First off, I’m no legal expert, but recently I had an interesting conversation with the director of HIT at Texas Medical Association, which represents more than 47,000 physicians in the state. I scheduled the call because we wanted to learn more about (and hopefully help them with) the hurdles smaller, clinic-based physicians are encountering when trying to switch EHR vendors, be it to meet Meaningful Use Stage 2 data exchange requirements or to simply move to a vendor that delivers a better product.
Aside from the typical implementation and “Go Live” process, these physicians are facing unplanned fees of another sort in the form of data conversion from the old EHR to the new EHR. One doctor was quoted $12,000 to migrate nine months’ of EHR data – a hefty price to pay for making a bad EHR choice nine months ago. That cost, combined with the price of the new EHR, is simply too expensive for primary care physicians who already invested in an over-hyped and poorly-developed EHR product. If not for Meaningful Use requirements, these costs would have me skeptical of the report in Black Book Rankings that claims 2013 may be the “year of the great EHR vendor switch.”
EHR databases contain much more information than what can be contained in a CCD or Consolidated CDA document, they contain everything such as patient notes, email exchanges, dictation audio files, images, etc., so using an HL7 interface feed wouldn’t suffice to transmit or migrate this amount of data.

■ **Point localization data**
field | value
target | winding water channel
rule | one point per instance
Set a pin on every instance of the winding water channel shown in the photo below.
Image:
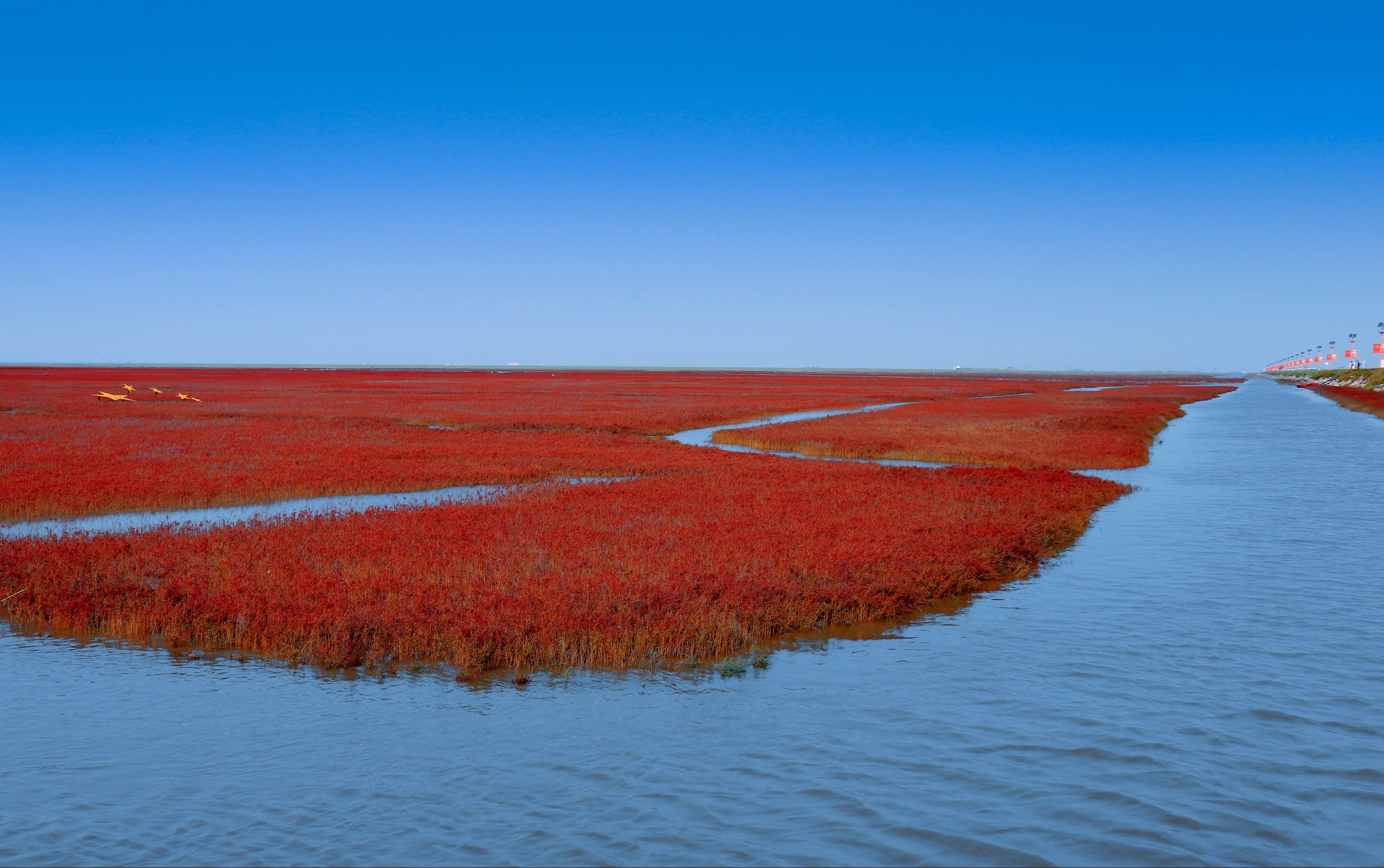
(1200, 680)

■ **Exercise requirements**
Can you sum up the post on EHR vendor switching in two sentences? The listing is separate material that has no connection to the post on EHR vendor switching.

■ **Your response**
Smaller, clinic-based physicians switching EHR vendors, whether to meet Meaningful Use Stage 2 data exchange requirements or to get a better product, face unplanned data conversion fees on top of the new EHR's price, such as one doctor's $12,000 quote to migrate nine months of data. Because EHR databases hold far more than a CCD or Consolidated CDA document can, including patient notes, email exchanges, dictation audio files and images, an HL7 interface feed wouldn't suffice to migrate that data.